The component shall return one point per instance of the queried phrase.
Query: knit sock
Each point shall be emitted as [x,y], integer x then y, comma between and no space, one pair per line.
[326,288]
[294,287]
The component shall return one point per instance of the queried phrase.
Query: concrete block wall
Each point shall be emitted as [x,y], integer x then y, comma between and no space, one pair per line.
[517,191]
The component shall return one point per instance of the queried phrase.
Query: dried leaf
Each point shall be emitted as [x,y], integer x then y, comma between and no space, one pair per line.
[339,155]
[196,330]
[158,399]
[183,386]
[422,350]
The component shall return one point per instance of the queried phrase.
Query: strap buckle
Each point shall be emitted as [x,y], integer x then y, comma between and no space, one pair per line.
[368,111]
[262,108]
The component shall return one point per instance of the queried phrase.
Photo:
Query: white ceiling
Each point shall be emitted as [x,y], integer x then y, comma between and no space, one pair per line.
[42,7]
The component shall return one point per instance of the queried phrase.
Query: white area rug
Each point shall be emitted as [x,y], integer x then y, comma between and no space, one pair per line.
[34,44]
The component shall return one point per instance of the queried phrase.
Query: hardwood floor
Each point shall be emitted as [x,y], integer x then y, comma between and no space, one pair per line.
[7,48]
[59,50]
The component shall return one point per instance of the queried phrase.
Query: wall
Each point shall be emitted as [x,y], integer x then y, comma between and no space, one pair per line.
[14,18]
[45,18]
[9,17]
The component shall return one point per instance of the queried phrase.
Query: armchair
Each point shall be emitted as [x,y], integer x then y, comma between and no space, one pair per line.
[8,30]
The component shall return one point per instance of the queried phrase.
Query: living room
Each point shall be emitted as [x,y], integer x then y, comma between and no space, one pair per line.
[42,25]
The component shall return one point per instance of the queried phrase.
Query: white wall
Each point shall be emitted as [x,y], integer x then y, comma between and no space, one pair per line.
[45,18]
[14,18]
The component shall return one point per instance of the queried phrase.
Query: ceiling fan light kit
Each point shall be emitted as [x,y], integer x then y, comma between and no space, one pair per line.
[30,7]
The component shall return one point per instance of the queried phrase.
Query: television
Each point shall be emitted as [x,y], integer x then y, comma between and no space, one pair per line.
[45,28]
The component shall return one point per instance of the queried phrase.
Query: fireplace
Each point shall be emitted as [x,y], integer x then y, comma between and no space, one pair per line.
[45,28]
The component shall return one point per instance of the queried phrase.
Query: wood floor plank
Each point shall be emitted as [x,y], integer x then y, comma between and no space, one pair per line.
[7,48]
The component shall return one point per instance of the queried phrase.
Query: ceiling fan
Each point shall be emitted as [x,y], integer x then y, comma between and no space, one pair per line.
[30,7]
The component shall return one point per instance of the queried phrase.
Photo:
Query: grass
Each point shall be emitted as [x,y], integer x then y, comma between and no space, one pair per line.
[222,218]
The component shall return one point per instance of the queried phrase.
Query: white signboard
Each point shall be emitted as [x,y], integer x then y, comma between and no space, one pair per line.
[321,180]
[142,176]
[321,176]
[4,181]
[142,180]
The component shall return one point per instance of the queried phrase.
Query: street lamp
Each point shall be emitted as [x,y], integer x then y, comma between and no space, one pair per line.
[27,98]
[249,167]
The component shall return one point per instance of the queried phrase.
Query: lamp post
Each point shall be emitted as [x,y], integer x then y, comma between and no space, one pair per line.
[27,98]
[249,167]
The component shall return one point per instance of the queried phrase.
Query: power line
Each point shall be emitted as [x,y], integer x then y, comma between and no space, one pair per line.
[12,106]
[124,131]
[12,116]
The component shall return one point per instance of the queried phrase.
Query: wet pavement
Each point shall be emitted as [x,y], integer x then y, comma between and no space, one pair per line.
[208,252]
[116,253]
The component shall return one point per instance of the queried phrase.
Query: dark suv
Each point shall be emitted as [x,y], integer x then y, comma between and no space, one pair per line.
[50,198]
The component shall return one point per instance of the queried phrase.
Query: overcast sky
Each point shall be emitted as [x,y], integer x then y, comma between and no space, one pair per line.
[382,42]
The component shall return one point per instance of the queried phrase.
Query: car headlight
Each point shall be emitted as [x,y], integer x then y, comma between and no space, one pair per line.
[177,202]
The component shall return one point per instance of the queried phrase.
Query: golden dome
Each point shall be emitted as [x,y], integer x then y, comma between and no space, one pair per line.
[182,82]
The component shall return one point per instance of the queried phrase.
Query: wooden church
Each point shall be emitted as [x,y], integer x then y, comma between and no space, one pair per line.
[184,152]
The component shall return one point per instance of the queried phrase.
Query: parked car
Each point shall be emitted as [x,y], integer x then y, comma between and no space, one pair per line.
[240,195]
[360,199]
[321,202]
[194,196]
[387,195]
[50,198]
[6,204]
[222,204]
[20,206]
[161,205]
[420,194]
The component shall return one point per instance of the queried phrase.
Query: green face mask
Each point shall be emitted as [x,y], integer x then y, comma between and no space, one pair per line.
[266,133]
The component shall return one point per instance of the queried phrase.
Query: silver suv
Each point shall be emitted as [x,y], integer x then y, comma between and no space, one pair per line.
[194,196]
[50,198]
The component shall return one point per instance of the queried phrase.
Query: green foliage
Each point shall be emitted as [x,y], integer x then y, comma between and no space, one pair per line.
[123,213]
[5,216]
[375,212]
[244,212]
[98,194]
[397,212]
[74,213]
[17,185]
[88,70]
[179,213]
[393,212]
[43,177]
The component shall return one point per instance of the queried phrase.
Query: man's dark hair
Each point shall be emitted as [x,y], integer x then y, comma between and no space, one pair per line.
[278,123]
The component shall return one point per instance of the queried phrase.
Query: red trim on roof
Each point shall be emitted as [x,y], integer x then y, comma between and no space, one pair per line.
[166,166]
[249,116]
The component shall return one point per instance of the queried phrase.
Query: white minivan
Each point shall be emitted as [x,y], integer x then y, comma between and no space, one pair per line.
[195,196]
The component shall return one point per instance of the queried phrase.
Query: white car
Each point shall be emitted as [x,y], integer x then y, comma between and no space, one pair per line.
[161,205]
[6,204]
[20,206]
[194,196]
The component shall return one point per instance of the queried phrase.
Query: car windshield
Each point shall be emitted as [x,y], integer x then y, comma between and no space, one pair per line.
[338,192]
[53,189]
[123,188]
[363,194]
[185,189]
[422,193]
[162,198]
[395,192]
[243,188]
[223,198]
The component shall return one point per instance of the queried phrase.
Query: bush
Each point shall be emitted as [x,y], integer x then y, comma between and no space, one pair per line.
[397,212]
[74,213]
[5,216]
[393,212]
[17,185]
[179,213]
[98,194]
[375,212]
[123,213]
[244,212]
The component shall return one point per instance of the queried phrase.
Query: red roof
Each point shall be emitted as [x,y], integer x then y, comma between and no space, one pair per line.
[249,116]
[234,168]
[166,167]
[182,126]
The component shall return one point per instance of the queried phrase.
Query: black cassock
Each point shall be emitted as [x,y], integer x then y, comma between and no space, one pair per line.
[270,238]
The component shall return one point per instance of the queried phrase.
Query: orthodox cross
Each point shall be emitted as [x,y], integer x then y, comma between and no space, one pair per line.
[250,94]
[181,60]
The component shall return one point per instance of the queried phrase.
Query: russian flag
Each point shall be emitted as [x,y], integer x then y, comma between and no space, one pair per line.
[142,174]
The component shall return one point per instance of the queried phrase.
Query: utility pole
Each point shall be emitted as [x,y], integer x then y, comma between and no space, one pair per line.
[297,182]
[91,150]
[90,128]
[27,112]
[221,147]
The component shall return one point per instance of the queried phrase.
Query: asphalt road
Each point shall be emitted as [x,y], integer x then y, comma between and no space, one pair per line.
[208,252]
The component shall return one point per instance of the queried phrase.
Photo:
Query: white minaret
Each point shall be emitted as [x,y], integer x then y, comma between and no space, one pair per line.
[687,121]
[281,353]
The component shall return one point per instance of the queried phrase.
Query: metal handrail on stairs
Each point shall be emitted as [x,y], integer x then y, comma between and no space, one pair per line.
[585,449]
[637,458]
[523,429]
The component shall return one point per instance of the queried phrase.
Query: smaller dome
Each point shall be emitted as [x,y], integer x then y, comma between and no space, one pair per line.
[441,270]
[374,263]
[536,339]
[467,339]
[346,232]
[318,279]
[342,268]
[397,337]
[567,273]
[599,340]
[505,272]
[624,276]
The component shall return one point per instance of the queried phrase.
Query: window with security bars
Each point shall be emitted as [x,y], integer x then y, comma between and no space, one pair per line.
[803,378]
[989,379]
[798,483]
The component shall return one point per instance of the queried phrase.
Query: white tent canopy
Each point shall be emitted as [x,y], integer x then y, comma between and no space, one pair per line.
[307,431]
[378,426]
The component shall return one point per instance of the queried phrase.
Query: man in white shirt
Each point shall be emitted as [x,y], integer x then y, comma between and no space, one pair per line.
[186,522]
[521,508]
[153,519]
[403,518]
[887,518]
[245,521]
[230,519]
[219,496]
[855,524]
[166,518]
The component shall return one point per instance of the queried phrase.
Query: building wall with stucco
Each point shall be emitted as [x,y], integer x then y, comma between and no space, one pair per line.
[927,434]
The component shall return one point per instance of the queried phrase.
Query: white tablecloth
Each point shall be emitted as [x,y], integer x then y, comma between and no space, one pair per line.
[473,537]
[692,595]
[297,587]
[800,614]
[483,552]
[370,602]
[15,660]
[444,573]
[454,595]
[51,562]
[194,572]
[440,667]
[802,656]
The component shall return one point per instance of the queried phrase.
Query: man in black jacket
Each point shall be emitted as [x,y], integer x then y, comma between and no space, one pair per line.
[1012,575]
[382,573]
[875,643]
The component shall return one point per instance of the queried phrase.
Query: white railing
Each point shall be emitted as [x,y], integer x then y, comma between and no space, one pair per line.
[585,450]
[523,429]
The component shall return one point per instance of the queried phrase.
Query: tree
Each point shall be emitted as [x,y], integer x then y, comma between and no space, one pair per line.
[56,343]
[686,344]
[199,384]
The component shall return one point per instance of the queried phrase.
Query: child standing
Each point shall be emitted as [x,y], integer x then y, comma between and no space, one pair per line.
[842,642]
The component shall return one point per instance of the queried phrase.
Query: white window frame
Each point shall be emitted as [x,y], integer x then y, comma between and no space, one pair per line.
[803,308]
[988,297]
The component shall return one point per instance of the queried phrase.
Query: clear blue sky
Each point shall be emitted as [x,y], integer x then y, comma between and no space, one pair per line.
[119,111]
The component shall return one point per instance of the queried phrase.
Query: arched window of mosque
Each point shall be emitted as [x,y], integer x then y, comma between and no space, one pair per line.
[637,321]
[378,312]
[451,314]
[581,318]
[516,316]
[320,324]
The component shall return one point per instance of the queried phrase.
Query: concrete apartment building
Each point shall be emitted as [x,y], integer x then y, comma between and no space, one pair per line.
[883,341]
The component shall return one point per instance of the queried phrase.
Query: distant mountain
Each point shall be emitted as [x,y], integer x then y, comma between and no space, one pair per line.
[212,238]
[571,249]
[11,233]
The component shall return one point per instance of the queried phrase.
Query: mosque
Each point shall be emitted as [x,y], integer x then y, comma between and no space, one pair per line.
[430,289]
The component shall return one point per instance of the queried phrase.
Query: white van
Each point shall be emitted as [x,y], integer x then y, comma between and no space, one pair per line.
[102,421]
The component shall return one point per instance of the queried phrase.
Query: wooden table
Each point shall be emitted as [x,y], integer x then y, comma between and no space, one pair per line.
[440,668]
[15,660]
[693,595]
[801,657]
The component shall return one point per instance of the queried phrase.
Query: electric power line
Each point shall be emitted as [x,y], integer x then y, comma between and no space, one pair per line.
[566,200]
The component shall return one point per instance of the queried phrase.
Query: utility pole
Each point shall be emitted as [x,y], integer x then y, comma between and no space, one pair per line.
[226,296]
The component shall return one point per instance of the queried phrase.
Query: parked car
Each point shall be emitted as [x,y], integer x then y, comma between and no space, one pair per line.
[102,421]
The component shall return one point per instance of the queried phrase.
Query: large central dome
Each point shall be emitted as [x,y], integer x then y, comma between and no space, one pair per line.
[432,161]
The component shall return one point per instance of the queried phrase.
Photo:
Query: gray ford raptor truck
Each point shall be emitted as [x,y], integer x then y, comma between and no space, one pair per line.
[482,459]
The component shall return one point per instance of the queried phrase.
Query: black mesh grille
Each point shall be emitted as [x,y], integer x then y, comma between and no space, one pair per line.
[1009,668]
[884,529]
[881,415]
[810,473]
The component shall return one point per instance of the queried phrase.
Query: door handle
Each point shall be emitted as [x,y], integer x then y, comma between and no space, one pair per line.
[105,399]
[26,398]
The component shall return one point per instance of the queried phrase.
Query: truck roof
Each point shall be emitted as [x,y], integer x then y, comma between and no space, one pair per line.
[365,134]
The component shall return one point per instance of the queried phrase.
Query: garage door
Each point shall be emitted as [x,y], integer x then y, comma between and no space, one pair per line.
+ + + + + + +
Please extract exactly, and only, the lines from the line containing "Query: large central dome" through the last line of the records.

- **COMPLETED TASK**:
Query: large central dome
Each point shall be emitted as [x,y], integer x then y, comma between and no space, one pair per line.
[432,161]
The component shall return one point per instance of the queried phrase.
Photo:
Query: gray ford raptor truck
Each point shall be emitted as [x,y], integer x then y, comma between and no space, one pair per line.
[482,459]
The component shall return one point per instance of the queried phrase.
Query: black mesh grille
Each point shall be emitted as [x,y], integer x then y, comma between and no space, one pair per line.
[1009,668]
[884,529]
[881,415]
[810,473]
The component shall return one point per instance of the queried phrase.
Query: door handle
Each point shall be emitted as [x,y], integer x then y, comma between and no space, one pair per line.
[105,399]
[26,398]
The component shall return one point per instance of the queried phrase.
Query: truck roof
Each point shall be emitted as [x,y], integer x then y, comma between and no space, one pair per line.
[365,134]
The component shall return one point per instance of the queried phrase.
Query: garage door
Each point shall be emitted as [x,y], integer x then y, comma between and no space, one pair per line.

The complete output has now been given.